• _Required action_:
Please set down, unchanged, the line containing "Would you mind annotating the distant" and all the lines that follow it until the data below ends.

• _Source records_:
BEGIN

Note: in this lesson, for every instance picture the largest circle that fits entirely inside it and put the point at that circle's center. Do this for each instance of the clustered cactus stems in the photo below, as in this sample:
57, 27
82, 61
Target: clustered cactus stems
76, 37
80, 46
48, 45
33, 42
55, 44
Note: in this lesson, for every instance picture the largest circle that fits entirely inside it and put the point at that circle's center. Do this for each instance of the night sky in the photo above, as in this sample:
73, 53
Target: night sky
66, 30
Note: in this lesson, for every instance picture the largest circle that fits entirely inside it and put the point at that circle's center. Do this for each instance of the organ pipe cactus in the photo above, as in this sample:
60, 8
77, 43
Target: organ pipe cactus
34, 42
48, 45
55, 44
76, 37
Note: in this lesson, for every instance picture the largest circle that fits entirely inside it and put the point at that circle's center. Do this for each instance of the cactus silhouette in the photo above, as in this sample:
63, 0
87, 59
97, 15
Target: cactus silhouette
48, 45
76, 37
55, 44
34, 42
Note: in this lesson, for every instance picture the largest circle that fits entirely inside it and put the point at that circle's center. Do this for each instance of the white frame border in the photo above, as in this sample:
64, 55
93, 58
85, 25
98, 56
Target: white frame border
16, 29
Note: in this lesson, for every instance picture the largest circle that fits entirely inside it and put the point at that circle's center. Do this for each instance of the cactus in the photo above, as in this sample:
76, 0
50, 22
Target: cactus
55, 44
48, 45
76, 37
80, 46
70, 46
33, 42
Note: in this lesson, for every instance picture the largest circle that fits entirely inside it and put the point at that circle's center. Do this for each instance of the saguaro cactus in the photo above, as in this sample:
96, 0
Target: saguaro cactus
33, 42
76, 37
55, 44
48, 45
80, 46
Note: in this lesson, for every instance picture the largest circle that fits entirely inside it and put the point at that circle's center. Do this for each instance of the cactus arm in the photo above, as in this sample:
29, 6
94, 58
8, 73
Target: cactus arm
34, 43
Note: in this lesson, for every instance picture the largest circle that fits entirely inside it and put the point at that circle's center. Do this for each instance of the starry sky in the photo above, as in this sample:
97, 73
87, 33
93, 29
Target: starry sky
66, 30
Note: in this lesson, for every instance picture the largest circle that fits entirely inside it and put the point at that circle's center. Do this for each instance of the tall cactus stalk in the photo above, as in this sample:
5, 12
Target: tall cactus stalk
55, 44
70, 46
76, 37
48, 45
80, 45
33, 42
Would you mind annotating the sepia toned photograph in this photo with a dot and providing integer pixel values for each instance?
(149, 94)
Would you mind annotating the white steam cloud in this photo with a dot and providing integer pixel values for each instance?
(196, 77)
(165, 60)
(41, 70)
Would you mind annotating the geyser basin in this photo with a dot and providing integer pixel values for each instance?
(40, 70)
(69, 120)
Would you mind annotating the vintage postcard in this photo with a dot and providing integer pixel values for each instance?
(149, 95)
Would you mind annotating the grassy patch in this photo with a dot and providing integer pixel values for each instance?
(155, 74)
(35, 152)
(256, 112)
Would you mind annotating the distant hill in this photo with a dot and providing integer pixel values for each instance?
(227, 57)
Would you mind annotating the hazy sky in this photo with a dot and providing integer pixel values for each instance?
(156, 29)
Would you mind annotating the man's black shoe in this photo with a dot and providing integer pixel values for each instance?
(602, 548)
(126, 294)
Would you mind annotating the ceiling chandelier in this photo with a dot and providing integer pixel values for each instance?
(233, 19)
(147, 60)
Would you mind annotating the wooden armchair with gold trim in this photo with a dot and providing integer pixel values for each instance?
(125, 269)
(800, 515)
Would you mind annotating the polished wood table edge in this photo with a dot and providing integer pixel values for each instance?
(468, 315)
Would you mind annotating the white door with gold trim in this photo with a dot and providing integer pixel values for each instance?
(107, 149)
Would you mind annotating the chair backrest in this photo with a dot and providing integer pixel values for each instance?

END

• _The completed task_:
Would you mind annotating the distant hill in this photo with a dot and providing integer pixel values for each instance?
(227, 57)
Would you mind annotating the hazy sky in this photo with a dot and providing integer pixel values for each instance?
(156, 29)
Would you mind annotating the man's black shoe in this photo with a dot and providing integer pixel values for each instance?
(602, 548)
(126, 294)
Would you mind annotating the ceiling chandelier in this photo with a dot and providing integer pixel values for each instance?
(233, 19)
(147, 60)
Would you mind annotating the wooden armchair with gold trim in this photo with a dot and providing integer pixel values for each instance?
(125, 269)
(800, 515)
Would you mind annotating the polished wood table edge in this photo with a dot and providing integer pixel values for each instance?
(468, 315)
Would you mind annotating the white door with gold trim in this photo with a dot and providing integer pixel values for each instance?
(107, 149)
Would you mind annotating the chair backrest in this photo with a dot and providing integer pixel values for each instance?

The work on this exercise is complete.